BEGIN MATERIAL FOR THE TASK
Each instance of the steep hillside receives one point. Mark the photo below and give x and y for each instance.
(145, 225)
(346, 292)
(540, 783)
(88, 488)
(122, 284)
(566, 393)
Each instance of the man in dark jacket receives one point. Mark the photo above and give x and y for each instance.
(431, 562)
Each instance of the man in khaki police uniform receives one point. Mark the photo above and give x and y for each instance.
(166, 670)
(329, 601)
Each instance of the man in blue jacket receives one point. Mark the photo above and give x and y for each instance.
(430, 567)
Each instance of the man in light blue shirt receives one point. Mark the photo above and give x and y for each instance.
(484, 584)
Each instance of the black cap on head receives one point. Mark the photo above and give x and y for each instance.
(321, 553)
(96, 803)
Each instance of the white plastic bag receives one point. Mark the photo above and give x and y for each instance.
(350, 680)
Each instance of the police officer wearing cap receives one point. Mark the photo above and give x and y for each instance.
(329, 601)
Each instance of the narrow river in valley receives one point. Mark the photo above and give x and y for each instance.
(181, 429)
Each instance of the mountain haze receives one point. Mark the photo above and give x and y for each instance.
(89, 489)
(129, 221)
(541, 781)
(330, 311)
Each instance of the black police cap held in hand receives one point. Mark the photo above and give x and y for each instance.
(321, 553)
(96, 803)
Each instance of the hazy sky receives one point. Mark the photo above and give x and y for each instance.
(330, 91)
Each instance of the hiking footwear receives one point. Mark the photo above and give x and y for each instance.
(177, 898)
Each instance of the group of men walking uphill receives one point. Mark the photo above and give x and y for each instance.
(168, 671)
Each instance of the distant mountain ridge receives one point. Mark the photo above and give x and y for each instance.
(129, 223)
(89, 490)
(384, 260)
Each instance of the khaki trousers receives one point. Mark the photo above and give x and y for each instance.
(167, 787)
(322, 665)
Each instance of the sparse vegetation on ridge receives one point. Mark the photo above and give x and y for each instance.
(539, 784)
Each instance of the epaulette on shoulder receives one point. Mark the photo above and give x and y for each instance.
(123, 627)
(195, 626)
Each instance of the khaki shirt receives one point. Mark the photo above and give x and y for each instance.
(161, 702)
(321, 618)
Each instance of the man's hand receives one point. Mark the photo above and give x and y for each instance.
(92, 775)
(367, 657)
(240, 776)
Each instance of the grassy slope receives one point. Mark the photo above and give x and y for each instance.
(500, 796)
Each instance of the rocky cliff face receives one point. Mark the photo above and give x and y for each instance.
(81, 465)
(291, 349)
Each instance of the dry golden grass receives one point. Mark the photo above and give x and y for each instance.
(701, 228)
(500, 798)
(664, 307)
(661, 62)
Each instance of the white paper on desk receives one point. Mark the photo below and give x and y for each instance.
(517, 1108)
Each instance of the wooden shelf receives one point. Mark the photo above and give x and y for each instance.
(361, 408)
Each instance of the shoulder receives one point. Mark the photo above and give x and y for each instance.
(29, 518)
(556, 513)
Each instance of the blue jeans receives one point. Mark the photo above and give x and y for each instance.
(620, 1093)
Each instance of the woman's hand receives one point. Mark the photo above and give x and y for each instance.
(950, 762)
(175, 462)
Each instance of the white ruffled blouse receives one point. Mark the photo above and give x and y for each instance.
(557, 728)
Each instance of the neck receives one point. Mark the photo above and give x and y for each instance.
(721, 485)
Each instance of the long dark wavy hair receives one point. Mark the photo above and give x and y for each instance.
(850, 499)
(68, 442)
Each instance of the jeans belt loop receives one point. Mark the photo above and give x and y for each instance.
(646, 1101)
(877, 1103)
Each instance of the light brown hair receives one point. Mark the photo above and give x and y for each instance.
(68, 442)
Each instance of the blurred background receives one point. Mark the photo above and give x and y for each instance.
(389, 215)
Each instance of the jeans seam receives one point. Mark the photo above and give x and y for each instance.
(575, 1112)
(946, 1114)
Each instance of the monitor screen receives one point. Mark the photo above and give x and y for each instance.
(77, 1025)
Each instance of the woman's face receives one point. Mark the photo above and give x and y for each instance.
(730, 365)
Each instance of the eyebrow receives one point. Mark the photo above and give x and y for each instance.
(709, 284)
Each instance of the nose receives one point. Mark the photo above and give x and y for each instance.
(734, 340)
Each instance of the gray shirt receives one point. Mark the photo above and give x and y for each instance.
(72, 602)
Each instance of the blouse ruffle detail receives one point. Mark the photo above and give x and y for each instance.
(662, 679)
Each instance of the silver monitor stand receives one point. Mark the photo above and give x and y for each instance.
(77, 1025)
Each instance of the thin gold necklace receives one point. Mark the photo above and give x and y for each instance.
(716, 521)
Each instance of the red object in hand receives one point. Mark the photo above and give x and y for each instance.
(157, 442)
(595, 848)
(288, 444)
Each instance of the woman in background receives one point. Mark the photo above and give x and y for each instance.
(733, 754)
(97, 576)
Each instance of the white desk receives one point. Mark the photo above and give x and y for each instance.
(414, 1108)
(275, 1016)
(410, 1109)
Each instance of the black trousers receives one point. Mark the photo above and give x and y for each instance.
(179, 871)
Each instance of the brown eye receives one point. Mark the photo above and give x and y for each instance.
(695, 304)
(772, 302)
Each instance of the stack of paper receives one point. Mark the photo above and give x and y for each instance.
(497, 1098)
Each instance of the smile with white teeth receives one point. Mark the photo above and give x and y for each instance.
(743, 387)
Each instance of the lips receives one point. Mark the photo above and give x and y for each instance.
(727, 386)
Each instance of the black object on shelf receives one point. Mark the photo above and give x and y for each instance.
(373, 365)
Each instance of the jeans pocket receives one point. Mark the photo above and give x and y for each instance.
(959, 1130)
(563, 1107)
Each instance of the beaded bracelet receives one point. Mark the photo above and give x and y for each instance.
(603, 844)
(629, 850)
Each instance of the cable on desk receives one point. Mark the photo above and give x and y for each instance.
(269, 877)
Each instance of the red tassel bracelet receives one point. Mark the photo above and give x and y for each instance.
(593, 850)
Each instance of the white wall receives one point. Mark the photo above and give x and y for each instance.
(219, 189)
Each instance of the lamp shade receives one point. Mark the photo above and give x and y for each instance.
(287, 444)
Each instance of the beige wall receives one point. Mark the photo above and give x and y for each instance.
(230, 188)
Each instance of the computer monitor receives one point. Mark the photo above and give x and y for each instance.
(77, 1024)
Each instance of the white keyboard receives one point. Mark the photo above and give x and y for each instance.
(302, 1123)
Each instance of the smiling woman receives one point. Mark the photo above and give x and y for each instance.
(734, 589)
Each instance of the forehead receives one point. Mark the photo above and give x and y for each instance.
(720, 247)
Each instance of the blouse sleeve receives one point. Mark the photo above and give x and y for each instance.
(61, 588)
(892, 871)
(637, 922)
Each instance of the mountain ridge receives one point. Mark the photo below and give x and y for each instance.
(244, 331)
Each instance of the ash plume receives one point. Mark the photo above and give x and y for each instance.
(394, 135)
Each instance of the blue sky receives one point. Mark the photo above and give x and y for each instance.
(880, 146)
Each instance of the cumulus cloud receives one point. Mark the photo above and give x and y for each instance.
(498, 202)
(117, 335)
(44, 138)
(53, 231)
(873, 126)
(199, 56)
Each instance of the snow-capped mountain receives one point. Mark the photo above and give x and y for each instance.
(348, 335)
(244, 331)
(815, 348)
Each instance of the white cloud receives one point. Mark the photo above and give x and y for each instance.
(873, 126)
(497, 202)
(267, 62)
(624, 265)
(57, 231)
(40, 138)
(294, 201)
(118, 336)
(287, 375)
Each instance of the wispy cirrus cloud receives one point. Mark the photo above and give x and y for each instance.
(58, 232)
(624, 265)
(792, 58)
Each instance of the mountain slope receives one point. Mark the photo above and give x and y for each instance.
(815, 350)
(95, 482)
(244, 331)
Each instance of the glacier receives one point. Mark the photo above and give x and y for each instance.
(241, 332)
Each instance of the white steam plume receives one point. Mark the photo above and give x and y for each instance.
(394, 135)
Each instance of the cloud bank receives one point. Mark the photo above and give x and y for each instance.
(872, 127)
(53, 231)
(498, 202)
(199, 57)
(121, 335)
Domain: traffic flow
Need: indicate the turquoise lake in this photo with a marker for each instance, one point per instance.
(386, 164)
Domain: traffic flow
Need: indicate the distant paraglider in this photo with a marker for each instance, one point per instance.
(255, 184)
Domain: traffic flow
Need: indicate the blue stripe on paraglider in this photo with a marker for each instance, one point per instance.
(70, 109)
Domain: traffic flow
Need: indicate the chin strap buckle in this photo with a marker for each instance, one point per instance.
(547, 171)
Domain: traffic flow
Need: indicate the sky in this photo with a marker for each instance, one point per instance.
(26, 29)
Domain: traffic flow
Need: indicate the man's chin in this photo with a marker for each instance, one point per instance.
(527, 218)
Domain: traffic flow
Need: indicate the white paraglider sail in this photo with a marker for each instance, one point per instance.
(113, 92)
END MATERIAL FOR THE TASK
Starting at the line containing "Each instance of the dry" and ending at the line containing "(517, 1108)", write out those records again in full, requests included. Scale every coordinate in the answers by 2.25 and round to whole numbers with halves going up, and give only those lines.

Each instance of the dry golden grass receives one point. Mark the photo above and give x and y for each instance.
(1577, 513)
(1125, 1796)
(1494, 691)
(1487, 140)
Each instance of the white paper on desk receives one point. Mark the photo below and give x and y for each instance.
(1163, 2493)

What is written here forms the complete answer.